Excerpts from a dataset
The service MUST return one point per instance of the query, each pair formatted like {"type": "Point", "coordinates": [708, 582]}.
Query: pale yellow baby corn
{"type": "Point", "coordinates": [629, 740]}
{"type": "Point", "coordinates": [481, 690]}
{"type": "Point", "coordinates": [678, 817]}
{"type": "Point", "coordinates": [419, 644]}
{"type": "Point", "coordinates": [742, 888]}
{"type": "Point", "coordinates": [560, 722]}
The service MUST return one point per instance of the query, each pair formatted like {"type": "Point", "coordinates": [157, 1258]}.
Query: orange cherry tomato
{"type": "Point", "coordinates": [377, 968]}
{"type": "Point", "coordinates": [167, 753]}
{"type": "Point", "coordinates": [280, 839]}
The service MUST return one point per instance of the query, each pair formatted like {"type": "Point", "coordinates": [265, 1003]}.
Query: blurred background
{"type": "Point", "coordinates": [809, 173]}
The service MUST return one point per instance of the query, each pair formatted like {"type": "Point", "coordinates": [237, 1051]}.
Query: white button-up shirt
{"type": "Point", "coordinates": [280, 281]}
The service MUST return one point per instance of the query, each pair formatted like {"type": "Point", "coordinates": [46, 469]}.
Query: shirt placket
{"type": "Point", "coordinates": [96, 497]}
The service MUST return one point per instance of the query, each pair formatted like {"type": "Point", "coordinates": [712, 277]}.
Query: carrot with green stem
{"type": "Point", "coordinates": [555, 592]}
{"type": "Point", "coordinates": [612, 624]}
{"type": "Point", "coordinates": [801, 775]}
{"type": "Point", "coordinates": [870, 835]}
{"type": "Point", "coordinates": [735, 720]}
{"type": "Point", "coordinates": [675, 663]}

- WORK TO COMPLETE -
Copy out the lines starting at the one containing "Query: white button-up shirt" and ending with the last line of the entries. Include nothing else.

- RESPONSE TO THIS TASK -
Query: white button-up shirt
{"type": "Point", "coordinates": [280, 281]}
The service MUST return one point per instance of the query, each pair formatted like {"type": "Point", "coordinates": [46, 469]}.
Query: shirt placket
{"type": "Point", "coordinates": [96, 497]}
The service MUST return one point per instance of the query, each pair formatted like {"type": "Point", "coordinates": [712, 277]}.
Query: carrot with green stem
{"type": "Point", "coordinates": [555, 592]}
{"type": "Point", "coordinates": [612, 624]}
{"type": "Point", "coordinates": [801, 775]}
{"type": "Point", "coordinates": [870, 835]}
{"type": "Point", "coordinates": [735, 720]}
{"type": "Point", "coordinates": [675, 663]}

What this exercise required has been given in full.